## [STATED PROBLEM]
How many lines of the records below contain the word "bare"? Reply with the number alone.

## [THE INPUT]

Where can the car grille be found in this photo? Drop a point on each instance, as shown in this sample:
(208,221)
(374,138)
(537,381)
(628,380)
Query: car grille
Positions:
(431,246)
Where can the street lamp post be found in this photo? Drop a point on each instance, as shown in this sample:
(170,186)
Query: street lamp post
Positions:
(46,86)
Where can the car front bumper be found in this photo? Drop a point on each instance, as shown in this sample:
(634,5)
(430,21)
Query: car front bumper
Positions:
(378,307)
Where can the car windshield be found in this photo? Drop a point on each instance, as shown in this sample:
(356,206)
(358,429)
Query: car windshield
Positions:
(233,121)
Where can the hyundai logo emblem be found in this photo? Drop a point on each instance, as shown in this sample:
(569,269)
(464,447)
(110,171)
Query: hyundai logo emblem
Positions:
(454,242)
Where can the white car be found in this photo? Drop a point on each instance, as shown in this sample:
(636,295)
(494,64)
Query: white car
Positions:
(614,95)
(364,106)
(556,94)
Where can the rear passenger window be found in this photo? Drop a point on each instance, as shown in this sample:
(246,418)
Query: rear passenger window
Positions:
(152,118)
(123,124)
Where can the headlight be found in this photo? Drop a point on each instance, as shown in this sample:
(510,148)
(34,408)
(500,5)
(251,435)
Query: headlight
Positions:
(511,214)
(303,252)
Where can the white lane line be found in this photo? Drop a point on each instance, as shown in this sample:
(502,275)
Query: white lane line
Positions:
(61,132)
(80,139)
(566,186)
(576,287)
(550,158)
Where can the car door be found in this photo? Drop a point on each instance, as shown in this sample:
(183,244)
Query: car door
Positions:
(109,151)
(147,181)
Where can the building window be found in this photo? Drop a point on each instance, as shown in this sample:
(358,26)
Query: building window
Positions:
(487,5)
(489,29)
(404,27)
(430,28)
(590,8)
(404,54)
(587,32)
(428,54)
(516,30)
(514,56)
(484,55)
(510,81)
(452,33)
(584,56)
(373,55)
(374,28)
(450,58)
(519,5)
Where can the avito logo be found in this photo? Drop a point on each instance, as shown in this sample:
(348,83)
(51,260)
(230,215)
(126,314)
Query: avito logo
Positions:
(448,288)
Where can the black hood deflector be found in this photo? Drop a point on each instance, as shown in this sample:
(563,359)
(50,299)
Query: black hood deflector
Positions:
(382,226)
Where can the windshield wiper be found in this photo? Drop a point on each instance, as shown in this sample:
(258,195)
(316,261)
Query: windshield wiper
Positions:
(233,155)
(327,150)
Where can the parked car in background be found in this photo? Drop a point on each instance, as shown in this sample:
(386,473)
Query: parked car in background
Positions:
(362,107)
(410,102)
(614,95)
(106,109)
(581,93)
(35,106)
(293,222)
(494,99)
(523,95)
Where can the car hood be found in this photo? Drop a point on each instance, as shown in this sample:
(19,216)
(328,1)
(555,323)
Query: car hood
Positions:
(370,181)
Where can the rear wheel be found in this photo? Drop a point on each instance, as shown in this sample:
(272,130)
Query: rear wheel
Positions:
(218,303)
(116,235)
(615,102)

==

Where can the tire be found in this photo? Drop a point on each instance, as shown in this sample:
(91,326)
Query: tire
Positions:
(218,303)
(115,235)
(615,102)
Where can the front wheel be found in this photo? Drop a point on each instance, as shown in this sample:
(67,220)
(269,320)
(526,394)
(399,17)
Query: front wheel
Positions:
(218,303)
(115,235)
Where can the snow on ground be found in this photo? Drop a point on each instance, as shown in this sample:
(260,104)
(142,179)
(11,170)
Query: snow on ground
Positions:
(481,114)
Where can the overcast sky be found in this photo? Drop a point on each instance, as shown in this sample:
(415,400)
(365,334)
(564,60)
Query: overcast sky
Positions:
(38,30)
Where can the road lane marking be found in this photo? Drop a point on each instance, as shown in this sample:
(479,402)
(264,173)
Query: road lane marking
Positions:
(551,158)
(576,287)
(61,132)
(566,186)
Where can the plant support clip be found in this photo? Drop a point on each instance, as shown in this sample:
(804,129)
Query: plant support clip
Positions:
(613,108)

==

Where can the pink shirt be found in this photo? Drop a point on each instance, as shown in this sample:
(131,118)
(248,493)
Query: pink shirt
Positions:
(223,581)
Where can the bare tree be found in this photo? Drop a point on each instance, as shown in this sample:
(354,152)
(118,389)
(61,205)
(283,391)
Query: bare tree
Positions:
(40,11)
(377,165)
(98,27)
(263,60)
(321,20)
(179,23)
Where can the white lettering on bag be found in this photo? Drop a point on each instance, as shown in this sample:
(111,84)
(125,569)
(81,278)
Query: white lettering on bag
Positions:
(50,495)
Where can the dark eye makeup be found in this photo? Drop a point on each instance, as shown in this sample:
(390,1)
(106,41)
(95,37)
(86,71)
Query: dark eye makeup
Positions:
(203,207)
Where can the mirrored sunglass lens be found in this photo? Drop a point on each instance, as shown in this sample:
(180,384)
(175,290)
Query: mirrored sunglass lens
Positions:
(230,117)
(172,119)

## [ANSWER IN FULL]
2